• [AIM OF THE EXERCISE]: Quote, word for word, every line starting at the line that contains "roof with a point." and ending with the last line of the records; include both of these lines and no others.

====

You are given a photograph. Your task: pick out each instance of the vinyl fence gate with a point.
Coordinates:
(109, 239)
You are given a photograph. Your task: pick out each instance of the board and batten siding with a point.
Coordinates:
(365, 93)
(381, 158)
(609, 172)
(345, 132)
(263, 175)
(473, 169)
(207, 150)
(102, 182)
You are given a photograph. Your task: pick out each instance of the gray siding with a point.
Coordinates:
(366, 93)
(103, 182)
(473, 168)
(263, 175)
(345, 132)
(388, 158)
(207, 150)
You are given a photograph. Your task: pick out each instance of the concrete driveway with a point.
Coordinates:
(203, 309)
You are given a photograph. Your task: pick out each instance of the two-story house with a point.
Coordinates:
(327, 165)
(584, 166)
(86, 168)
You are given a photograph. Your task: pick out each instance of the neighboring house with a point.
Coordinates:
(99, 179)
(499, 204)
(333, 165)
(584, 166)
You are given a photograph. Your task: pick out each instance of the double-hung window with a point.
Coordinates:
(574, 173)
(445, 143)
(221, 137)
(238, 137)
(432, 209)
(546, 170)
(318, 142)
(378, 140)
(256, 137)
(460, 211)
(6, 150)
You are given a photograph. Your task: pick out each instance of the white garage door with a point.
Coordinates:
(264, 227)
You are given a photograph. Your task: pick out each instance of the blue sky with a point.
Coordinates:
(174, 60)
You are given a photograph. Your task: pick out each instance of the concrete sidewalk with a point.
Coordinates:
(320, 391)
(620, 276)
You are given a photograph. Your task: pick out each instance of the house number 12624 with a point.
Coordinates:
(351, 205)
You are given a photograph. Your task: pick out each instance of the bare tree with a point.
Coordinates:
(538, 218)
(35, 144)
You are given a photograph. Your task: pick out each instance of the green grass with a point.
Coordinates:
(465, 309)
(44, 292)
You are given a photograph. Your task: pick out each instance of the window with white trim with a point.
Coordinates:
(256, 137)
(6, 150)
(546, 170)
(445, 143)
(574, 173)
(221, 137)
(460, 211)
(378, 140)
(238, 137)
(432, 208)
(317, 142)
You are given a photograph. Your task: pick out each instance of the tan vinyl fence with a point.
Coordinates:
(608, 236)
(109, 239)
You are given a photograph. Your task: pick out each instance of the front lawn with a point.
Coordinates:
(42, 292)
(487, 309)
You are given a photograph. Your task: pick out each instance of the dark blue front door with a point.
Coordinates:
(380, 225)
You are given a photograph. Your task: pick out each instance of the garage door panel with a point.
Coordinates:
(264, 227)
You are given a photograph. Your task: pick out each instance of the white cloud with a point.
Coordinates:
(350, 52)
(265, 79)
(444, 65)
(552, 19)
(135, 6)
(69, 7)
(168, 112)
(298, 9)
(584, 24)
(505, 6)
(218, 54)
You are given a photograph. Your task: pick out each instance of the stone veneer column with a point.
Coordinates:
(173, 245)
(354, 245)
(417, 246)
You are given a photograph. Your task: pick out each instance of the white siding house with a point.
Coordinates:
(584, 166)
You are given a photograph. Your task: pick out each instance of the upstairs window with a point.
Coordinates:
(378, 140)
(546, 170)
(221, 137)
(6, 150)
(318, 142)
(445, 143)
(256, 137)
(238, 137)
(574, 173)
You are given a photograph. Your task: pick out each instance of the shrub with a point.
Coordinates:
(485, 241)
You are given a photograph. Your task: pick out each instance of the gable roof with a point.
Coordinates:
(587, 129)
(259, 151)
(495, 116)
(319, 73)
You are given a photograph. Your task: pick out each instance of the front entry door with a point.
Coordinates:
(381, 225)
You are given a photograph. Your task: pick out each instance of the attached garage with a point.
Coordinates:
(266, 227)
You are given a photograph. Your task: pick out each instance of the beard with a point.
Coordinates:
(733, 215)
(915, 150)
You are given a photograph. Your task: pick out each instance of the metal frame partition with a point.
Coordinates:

====

• [OUTPUT]:
You are given a photograph. Your task: pick out each instance of the gable roof with a point.
Coordinates:
(587, 129)
(259, 151)
(495, 116)
(319, 73)
You are given a photograph. Your task: pick out each instance of the front entry door with a point.
Coordinates:
(381, 225)
You are given a photograph. Your task: pick out each instance of the attached garage with a point.
Coordinates:
(266, 227)
You are given a photograph. Your task: pick out each instance of the beard with a point.
Coordinates:
(733, 215)
(915, 150)
You are given a photograph. Your task: pick out each instance of the metal frame partition with a point.
Coordinates:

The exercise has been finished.